- Text passage
════════════════════
While at HIMSS last week, I got a chance to sit down with Lee Barrett, Electronic Healthcare Network Accreditation Commission (EHNAC)’s executive director, to get an update on his organization’s newest accreditation program, the Health Information Exchange Accreditation Program (HIEAP), as well as how its other certification programs are going.
Last year we reported that UHIN’s cHIE in September was the first HIE to be certified by EHNAC (Farmington, Conn.). Currently, there are three more HIEs going through the certification process, according to Barrett, but it’s too early to release the names of those HIEs. The HIEAP not only accredits HIEs, but also vendors over roughly a six-month period with several steps, including a site visit. “Security is key to increasing trust,” Barrett emphasizes. Making sure that the infrastructure to exchange data meets privacy and security regulations is crucial, he adds. Eventually, Barrett believes there will be a federal mandate for HIEs to be accredited like electronic health records (EHRs).
Management Service Organization Accreditation
Another accreditation program gaining steam that EHNAC recently released is the Management Service Organization Accreditation Program (MSOAP) that assesses security infrastructure and data integrity measures of centralized data operating centers. This program ensures MSOs exceed industry-established standards and comply with Health Insurance Portability and Accountability Act (HIPAA) regulations in areas such as privacy and confidentiality measures, level-of-service and escalation procedures, transaction response times, and systems availability.
════════════════════
- Provided material
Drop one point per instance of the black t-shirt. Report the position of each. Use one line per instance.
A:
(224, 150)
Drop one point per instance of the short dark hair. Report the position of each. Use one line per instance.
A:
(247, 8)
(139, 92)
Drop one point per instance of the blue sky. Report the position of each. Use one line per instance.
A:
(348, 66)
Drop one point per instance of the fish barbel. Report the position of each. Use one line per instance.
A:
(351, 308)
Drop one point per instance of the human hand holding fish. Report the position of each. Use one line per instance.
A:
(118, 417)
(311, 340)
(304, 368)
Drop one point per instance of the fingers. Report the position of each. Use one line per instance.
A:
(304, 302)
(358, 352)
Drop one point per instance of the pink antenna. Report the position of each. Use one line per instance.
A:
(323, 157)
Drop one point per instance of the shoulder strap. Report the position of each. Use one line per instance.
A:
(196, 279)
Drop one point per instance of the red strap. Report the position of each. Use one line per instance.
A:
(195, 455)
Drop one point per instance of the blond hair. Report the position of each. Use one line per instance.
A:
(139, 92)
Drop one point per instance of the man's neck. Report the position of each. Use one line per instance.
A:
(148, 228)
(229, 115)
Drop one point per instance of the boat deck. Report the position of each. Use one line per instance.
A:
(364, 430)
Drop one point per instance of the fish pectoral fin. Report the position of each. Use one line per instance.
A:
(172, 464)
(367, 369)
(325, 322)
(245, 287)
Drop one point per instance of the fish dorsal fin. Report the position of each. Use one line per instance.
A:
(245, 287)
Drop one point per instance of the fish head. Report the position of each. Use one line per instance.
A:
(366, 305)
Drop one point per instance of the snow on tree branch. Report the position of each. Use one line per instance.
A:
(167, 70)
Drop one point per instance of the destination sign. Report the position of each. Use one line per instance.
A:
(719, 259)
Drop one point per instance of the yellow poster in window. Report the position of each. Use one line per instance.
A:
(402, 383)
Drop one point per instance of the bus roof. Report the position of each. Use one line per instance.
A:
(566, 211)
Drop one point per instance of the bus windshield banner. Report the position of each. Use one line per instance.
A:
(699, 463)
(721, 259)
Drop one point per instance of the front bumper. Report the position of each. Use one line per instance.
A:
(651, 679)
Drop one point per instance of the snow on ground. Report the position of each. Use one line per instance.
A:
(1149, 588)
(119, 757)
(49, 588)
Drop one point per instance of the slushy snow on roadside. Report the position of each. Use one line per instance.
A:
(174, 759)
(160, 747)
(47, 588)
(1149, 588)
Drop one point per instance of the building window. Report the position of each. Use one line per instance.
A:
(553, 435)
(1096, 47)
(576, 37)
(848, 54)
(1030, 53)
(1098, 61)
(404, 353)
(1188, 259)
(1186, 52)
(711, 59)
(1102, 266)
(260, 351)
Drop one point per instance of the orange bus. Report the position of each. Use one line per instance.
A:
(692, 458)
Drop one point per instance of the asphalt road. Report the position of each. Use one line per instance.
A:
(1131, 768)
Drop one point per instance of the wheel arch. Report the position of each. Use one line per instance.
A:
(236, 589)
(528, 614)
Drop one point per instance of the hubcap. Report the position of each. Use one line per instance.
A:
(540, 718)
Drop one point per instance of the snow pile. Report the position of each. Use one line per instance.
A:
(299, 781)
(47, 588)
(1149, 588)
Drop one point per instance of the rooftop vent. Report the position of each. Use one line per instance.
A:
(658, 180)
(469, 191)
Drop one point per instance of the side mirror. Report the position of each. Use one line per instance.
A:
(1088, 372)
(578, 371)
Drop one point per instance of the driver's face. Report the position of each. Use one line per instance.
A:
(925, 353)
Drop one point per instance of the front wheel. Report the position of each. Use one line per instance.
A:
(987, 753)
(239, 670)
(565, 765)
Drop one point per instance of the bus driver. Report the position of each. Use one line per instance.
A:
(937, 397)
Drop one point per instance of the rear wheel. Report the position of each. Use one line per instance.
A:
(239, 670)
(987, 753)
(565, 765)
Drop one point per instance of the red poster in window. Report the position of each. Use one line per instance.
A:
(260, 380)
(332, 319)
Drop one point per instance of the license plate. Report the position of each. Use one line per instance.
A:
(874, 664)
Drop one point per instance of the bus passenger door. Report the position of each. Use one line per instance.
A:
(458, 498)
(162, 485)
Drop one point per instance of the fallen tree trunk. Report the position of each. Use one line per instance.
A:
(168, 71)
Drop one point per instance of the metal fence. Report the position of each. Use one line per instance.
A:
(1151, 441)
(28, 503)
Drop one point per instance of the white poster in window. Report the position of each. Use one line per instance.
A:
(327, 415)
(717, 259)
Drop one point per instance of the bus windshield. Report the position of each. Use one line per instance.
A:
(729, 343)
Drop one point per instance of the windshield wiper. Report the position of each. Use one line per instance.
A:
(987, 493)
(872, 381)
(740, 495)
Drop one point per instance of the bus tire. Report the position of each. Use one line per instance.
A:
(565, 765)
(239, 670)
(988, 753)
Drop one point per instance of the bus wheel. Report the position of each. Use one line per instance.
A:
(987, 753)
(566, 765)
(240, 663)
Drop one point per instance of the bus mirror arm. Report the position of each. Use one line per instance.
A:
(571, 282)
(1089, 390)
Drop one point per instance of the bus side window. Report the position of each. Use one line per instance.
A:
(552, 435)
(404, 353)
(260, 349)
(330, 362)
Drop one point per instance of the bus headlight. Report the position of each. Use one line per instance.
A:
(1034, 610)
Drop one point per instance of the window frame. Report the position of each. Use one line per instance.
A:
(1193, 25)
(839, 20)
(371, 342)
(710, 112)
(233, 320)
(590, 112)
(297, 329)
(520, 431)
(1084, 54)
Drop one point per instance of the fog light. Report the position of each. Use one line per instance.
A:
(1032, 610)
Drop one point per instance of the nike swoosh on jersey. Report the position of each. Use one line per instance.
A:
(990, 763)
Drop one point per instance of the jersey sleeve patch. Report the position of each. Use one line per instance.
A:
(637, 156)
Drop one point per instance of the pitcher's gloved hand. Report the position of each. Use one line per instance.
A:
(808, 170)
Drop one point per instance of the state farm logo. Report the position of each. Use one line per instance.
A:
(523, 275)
════════════════════
- What you have to do
Return the stretch of the EHNAC accreditation text from "Last year we" through "health records (EHRs)." word for word. The records have no connection to the text.

- Final answer
Last year we reported that UHIN’s cHIE in September was the first HIE to be certified by EHNAC (Farmington, Conn.). Currently, there are three more HIEs going through the certification process, according to Barrett, but it’s too early to release the names of those HIEs. The HIEAP not only accredits HIEs, but also vendors over roughly a six-month period with several steps, including a site visit. “Security is key to increasing trust,” Barrett emphasizes. Making sure that the infrastructure to exchange data meets privacy and security regulations is crucial, he adds. Eventually, Barrett believes there will be a federal mandate for HIEs to be accredited like electronic health records (EHRs).